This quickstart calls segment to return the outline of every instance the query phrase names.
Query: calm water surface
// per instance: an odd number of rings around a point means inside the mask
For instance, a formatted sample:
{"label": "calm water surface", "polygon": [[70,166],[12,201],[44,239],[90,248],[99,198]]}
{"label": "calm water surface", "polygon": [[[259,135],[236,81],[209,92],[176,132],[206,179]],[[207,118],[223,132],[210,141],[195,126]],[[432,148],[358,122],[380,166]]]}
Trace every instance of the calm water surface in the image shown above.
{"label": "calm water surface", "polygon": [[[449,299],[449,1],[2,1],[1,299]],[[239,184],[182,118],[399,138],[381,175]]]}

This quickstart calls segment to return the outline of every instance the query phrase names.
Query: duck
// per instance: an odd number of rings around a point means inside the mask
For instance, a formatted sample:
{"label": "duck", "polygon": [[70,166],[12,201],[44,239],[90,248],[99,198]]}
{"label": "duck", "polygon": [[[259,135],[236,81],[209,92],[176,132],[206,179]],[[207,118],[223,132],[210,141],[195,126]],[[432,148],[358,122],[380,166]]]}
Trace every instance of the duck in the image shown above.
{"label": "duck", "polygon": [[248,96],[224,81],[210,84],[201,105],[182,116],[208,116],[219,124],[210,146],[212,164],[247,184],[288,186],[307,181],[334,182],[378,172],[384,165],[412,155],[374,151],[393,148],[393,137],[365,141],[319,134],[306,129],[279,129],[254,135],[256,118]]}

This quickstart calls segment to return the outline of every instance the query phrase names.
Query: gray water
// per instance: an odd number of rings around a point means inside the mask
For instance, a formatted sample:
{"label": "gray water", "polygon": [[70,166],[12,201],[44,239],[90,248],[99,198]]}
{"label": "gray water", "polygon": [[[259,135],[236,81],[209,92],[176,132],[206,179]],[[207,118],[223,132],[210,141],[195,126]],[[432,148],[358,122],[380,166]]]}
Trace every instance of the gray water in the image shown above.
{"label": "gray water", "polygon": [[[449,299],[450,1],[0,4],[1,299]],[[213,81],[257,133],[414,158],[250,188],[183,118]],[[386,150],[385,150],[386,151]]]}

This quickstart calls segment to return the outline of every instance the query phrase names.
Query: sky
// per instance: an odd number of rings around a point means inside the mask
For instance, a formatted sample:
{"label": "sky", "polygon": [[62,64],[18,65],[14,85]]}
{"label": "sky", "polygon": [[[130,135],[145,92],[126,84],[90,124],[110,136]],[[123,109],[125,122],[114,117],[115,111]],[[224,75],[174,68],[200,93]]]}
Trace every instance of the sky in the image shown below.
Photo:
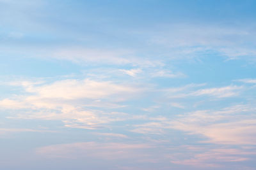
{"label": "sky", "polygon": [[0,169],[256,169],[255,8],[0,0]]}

--

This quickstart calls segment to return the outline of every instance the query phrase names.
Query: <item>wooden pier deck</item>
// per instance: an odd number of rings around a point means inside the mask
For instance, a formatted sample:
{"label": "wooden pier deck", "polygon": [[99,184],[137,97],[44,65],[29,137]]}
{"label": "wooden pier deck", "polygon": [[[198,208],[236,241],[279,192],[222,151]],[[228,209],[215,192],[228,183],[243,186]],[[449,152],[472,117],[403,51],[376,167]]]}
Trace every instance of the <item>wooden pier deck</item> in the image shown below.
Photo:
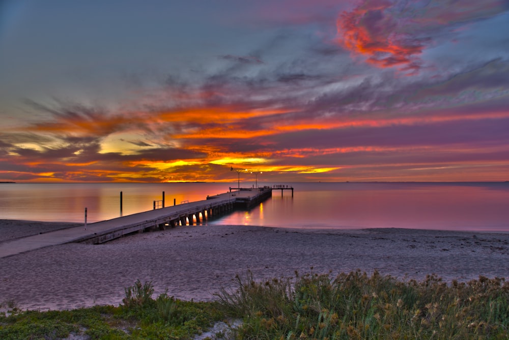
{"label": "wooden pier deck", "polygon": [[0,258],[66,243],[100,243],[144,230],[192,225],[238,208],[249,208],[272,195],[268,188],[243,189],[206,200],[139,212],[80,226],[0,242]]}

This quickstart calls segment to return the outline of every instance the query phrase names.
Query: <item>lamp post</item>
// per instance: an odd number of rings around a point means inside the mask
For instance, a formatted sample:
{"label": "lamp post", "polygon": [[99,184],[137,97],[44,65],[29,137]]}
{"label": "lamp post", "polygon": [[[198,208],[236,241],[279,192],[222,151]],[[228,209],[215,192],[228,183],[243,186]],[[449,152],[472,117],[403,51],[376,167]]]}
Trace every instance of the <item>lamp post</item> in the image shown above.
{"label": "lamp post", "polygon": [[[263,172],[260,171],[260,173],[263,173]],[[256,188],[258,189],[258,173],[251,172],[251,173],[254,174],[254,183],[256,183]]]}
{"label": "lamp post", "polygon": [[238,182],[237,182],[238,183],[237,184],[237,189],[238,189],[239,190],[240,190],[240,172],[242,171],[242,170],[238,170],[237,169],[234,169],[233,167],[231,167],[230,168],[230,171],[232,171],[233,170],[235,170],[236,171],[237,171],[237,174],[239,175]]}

> GOAL: How many lines in the data above contain the string "calm"? Match it case-sensitively and reply with the number alone.

> WORKED ANSWER: 5